* Supplied passage
▽

The idea that inherently suggestible individuals are more likely to falsely confess to crimes is not terribly surprising; it is far more surprising that a significant number of the false confessions documented by Professor Garrett and by Professors Drizin and Leo involved individuals who are not inherently suggestible. Thus, despite that lack of inherent suggestibility, these individuals made the choice to confess to a crime that they did not commit. Legal scholars and social scientists examining the reasons for this have determined that modern interrogations involve multiple tactics that – particularly when combined – can help cause false confessions. First, the purpose of interrogations is to elicit confessions and to ignore protestations of innocence (Drizin and Leo 2004) (“police are trained to interrogate only those suspects whose guilt they presume or believe they have already established”). Second, recognizing the inherent difficulty of getting anyone – guilty or innocent – to confess to a crime, interrogations are designed to convince the suspect that confessing is the logical choice. To do this, investigators rely upon a technique known as “minimization and maximization” (Drizin and Leo 2004), in which investigators maximize the extent of the evidence against the defendant to intimidate them but then offer them the opportunity to minimize their involvement (e.g., by claiming self-defense in a murder or consent in a rape) and thus avoid harsher criminal penalties. Third, the police are allowed to lie to suspects about the evidence against them (Drizin and Leo 2004). Fourth, during the course of an interrogation, police may – often inadvertently – provide the suspect with information about the crime that can be used to validate a false confession later. And fifth, interrogations often are quite long, which has been shown to increase an individual’s likelihood of falsely confessing (Kassin 2010). One study found that in cases where a false confession was made, the interrogation lasted an average of 16.3 h (Kassin 2010). The same study also found that 34 % of interrogations lasted 6–12 h, and 39 % lasted 12–24 h (Kassin 2010).

Solving the problem of false confessions is achievable through reforms that often are beneficial to both law enforcement and to innocent defendants. The most common reform recommended to combat false confessions is the videotaping of all interrogations, from start to finish. Although this cannot prevent false confessions, it can increase the likelihood that false confessions are caught before they lead to conviction. More than 500 jurisdictions now do just that. In addition, some have recommended a reformation of interrogation practices, advocating for investigative interviews of suspects instead of interrogations that are designed only to elicit confessions (Drizin and Leo 2004). Thus, while false confessions are one of the most perplexing causes of wrongful convictions, they also are one of the easiest problems to solve.

Government Informants: Snitches

Investigating crime is difficult for many reasons, and one of those reasons is that relevant witnesses often do not want to cooperate with the police, often because of fear or bias against law enforcement or because it is against their interest. Thus, the government is permitted to incentivize testimony by offering reduced sentences, reduced charges, favorable treatment in prison, or – in some cases – reward money. Such deals can be offered to codefendants, reluctant witnesses, or – in the most dangerous form – jailhouse informants who allegedly heard the defendant confess to the crime in a jail cell. While such deals are a necessary evil, the potential for abuse is obvious.

△

* Raw data
▽

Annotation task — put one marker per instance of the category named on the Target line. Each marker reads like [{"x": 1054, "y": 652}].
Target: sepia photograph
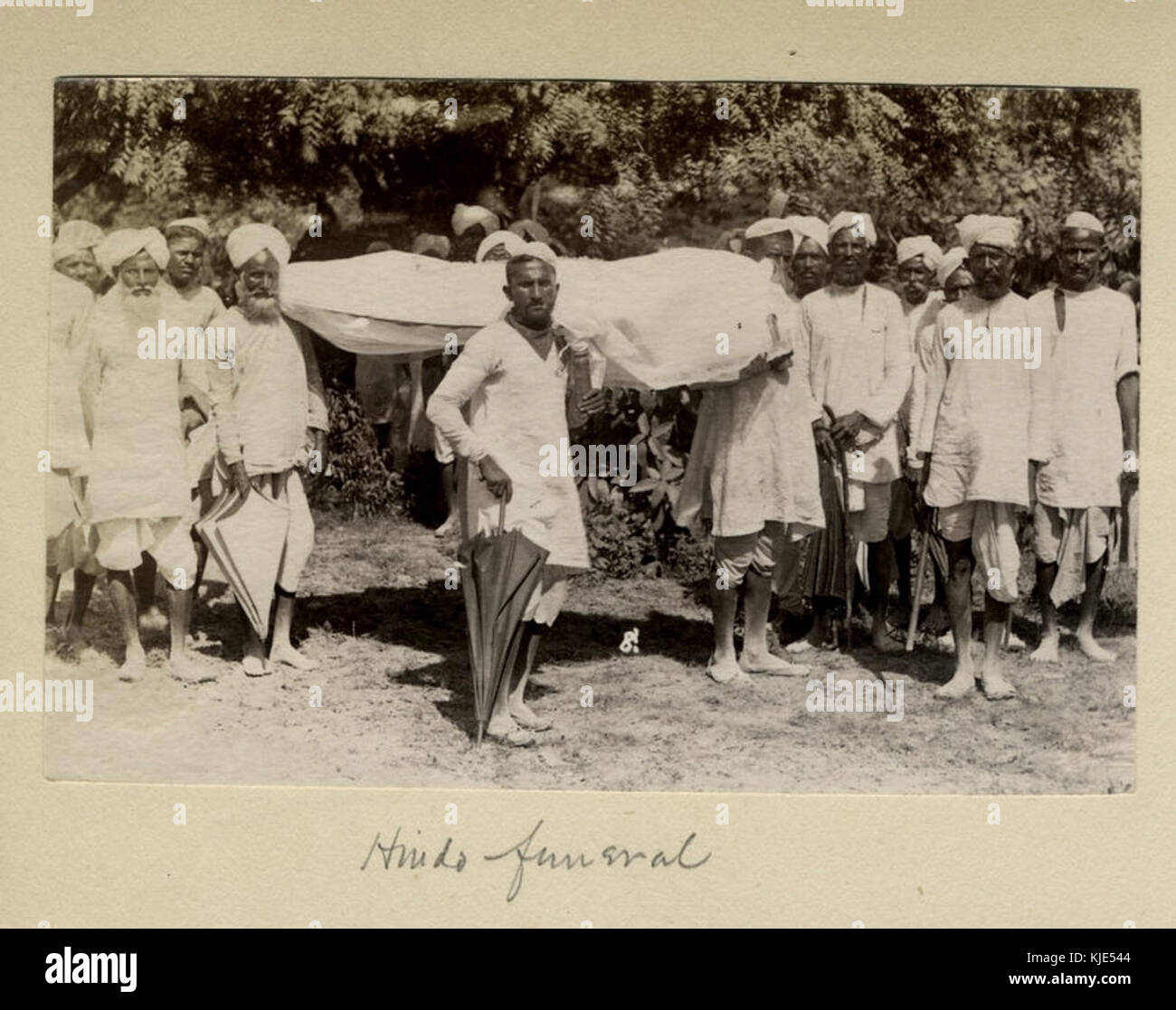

△

* Exercises to complete
- A) In the passage on false confessions, what average interrogation length did one study find in cases where a false confession was made?
- B) Reproduce word for word the part of the passage on false confessions that begins at the words "Government Informants: Snitches" and stops after the words "abuse is obvious.".

* Responses by item number
- A) An average of 16.3 hours.

- B)
Government Informants: Snitches

Investigating crime is difficult for many reasons, and one of those reasons is that relevant witnesses often do not want to cooperate with the police, often because of fear or bias against law enforcement or because it is against their interest. Thus, the government is permitted to incentivize testimony by offering reduced sentences, reduced charges, favorable treatment in prison, or – in some cases – reward money. Such deals can be offered to codefendants, reluctant witnesses, or – in the most dangerous form – jailhouse informants who allegedly heard the defendant confess to the crime in a jail cell. While such deals are a necessary evil, the potential for abuse is obvious.